[Stored data]

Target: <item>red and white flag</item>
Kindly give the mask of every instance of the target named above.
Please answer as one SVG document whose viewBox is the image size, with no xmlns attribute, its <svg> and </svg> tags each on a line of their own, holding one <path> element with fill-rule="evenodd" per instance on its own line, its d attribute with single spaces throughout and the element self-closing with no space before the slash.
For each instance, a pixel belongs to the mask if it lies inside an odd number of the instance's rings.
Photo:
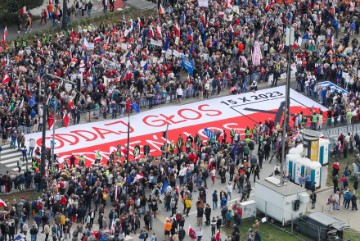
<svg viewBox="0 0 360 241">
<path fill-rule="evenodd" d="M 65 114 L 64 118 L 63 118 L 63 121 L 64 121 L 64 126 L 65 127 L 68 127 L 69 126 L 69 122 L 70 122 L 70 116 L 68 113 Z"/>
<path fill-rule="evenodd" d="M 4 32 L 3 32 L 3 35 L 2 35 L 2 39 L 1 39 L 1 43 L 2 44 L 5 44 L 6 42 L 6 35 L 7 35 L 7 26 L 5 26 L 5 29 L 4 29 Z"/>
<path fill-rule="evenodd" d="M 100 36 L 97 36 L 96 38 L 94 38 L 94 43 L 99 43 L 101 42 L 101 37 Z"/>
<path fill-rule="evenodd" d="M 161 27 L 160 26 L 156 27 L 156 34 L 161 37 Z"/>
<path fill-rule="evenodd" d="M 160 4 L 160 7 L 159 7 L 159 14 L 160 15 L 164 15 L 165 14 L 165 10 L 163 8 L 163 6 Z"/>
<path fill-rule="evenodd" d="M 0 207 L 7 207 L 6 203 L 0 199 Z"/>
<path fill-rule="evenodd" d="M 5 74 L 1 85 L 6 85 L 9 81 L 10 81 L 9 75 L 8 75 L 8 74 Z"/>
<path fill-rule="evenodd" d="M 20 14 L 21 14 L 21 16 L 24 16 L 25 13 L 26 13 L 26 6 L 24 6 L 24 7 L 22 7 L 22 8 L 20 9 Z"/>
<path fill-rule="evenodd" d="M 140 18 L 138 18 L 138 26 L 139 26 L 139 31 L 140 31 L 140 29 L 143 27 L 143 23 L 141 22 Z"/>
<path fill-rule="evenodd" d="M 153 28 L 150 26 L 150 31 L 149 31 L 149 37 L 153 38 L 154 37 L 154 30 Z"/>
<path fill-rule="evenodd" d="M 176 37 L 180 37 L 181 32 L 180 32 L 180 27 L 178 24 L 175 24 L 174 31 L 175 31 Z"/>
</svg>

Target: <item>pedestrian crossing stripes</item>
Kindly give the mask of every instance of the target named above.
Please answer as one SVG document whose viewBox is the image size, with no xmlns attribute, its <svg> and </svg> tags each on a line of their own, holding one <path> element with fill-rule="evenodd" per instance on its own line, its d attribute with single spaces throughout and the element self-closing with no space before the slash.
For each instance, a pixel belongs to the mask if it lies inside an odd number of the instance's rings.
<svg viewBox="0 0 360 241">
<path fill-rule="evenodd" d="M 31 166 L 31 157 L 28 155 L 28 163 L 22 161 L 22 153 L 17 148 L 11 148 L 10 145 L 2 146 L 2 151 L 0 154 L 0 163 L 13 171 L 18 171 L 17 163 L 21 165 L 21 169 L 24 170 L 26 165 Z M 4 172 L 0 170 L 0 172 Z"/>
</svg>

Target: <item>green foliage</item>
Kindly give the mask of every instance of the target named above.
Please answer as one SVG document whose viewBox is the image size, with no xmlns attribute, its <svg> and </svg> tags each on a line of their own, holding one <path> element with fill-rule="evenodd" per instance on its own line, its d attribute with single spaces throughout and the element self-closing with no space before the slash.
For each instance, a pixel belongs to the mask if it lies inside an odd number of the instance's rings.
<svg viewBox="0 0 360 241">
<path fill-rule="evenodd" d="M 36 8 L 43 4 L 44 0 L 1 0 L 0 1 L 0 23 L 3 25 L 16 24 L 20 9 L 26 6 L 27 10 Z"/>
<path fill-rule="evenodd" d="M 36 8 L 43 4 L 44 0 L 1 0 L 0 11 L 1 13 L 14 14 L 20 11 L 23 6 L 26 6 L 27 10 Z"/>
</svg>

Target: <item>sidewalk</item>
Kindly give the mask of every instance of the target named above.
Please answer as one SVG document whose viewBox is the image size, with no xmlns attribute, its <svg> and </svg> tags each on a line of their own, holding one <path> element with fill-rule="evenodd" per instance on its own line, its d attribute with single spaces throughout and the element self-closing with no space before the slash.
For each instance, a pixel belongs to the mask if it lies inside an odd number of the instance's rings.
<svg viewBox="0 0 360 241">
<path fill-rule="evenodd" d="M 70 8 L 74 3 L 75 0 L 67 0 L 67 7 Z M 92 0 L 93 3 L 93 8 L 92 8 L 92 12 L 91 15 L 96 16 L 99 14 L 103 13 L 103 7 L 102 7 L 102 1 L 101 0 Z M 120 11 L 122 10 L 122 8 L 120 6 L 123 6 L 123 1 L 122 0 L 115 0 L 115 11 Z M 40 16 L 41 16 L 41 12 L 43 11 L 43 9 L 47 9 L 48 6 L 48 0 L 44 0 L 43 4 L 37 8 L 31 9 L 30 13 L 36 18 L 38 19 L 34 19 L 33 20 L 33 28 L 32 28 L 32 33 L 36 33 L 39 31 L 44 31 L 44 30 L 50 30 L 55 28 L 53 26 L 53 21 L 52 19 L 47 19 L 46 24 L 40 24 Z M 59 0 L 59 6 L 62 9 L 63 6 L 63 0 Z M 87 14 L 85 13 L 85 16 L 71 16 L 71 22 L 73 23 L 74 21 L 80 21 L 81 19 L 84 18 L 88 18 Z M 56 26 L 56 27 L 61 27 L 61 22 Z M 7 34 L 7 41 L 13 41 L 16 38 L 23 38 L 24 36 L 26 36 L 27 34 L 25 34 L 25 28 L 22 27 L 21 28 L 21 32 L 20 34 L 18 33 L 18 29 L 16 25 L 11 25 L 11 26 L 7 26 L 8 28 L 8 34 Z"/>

> [What this task involves] Your output should be the records above, duplicated exactly and picture-free.

> [Answer below]
Target: <item>red and white flag</item>
Kindly give the mask of every instance of the target named above.
Please answer as one SVG document whose viewBox is the image size, with no xmlns attribute, its <svg> and </svg> tags each on a line of their own, holding one <path> element with fill-rule="evenodd" per instance on its own line, its d attribute with single spaces throughout and the element self-closing with no space before the slash.
For each instance, a pixel belongs to the mask if it lies inside an odd number of the instance's rings.
Photo:
<svg viewBox="0 0 360 241">
<path fill-rule="evenodd" d="M 65 114 L 64 118 L 63 118 L 63 121 L 64 121 L 64 126 L 65 127 L 68 127 L 69 126 L 69 122 L 70 122 L 70 116 L 68 113 Z"/>
<path fill-rule="evenodd" d="M 4 32 L 3 32 L 3 35 L 2 35 L 2 39 L 1 39 L 1 43 L 2 44 L 5 44 L 6 42 L 6 35 L 7 35 L 7 26 L 5 26 L 5 29 L 4 29 Z"/>
<path fill-rule="evenodd" d="M 100 36 L 97 36 L 96 38 L 94 38 L 94 43 L 99 43 L 101 42 L 101 37 Z"/>
<path fill-rule="evenodd" d="M 161 27 L 160 26 L 156 27 L 156 34 L 161 37 Z"/>
<path fill-rule="evenodd" d="M 160 4 L 160 7 L 159 7 L 159 14 L 160 15 L 164 15 L 165 14 L 165 10 L 163 8 L 163 6 Z"/>
<path fill-rule="evenodd" d="M 0 207 L 7 207 L 6 203 L 0 199 Z"/>
<path fill-rule="evenodd" d="M 5 74 L 1 85 L 6 85 L 9 81 L 10 81 L 9 75 L 8 75 L 8 74 Z"/>
<path fill-rule="evenodd" d="M 20 14 L 21 14 L 21 16 L 24 16 L 25 13 L 26 13 L 26 6 L 24 6 L 24 7 L 22 7 L 22 8 L 20 9 Z"/>
<path fill-rule="evenodd" d="M 140 18 L 138 18 L 138 26 L 139 26 L 139 31 L 140 31 L 140 29 L 143 27 L 143 23 L 141 22 Z"/>
<path fill-rule="evenodd" d="M 153 28 L 150 26 L 150 31 L 149 31 L 149 37 L 153 38 L 154 37 L 154 30 Z"/>
<path fill-rule="evenodd" d="M 176 37 L 180 37 L 181 32 L 180 32 L 180 27 L 178 24 L 175 24 L 174 31 L 175 31 Z"/>
</svg>

Target: <item>pedestrian crossing stripes</item>
Kindly give the mask of every instance of the target named above.
Please answer as one SVG document whose viewBox is the image size, with no xmlns attribute, its <svg> and </svg> tags each on a line of their own, holding one <path> element with fill-rule="evenodd" per instance on its own line, its d attribute with single spaces throughout and the element self-closing with no space before the slash.
For each instance, a pixel belongs to the mask if it lies inside an odd number of the instance's rings.
<svg viewBox="0 0 360 241">
<path fill-rule="evenodd" d="M 31 166 L 31 157 L 28 155 L 28 163 L 22 161 L 22 153 L 17 148 L 11 148 L 10 145 L 2 146 L 2 151 L 0 154 L 0 163 L 13 171 L 18 171 L 17 163 L 21 165 L 21 169 L 24 170 L 26 165 Z M 4 172 L 0 170 L 0 172 Z"/>
</svg>

Target: <item>green foliage</item>
Kindly give the mask of every instance of the target named above.
Please answer as one SVG document whose viewBox is the image size, with no xmlns attribute, its <svg> and </svg> tags each on a line of their own, holding one <path> element with fill-rule="evenodd" per instance on its own line, its d attribute with single spaces throughout and the element self-closing with no space before the slash.
For each instance, a pixel belongs to the mask if it lies inside an odd number of the instance's rings.
<svg viewBox="0 0 360 241">
<path fill-rule="evenodd" d="M 36 8 L 43 4 L 44 0 L 1 0 L 0 1 L 0 23 L 3 25 L 16 24 L 20 9 L 26 6 L 27 10 Z"/>
<path fill-rule="evenodd" d="M 36 8 L 43 4 L 44 0 L 1 0 L 0 11 L 1 13 L 14 14 L 20 11 L 23 6 L 26 6 L 27 10 Z"/>
</svg>

Target: <item>sidewalk</item>
Kindly give the mask of every instance of the target named above.
Please answer as one SVG document whose viewBox is the image size, with no xmlns attribute, its <svg> and </svg> tags each on a line of their own, holding one <path> element with fill-rule="evenodd" per instance on its own line, its d attribute with single spaces throughout and the element self-closing with no space before the slash.
For each instance, a pixel belongs to the mask if it lies inside an odd number of the instance's rings.
<svg viewBox="0 0 360 241">
<path fill-rule="evenodd" d="M 70 8 L 74 3 L 75 0 L 67 0 L 67 7 Z M 92 0 L 93 3 L 93 8 L 92 8 L 92 12 L 91 15 L 96 16 L 99 14 L 103 13 L 103 7 L 102 7 L 102 1 L 101 0 Z M 120 11 L 122 10 L 122 8 L 120 6 L 123 6 L 123 1 L 122 0 L 115 0 L 115 11 Z M 40 16 L 41 16 L 41 12 L 43 11 L 43 9 L 47 9 L 48 6 L 48 0 L 44 0 L 43 4 L 37 8 L 31 9 L 30 13 L 36 18 L 38 19 L 34 19 L 33 20 L 33 28 L 32 28 L 32 33 L 36 33 L 39 31 L 44 31 L 44 30 L 50 30 L 55 28 L 53 26 L 53 21 L 52 19 L 47 19 L 46 24 L 40 24 Z M 59 0 L 59 6 L 62 9 L 63 6 L 63 0 Z M 87 14 L 85 13 L 85 16 L 71 16 L 71 22 L 73 23 L 74 21 L 80 21 L 81 19 L 84 18 L 88 18 Z M 56 26 L 56 27 L 61 27 L 61 22 Z M 7 34 L 7 41 L 13 41 L 16 38 L 23 38 L 24 36 L 26 36 L 27 34 L 25 34 L 25 28 L 22 27 L 21 28 L 21 32 L 20 34 L 18 33 L 18 29 L 16 25 L 11 25 L 11 26 L 7 26 L 8 28 L 8 34 Z"/>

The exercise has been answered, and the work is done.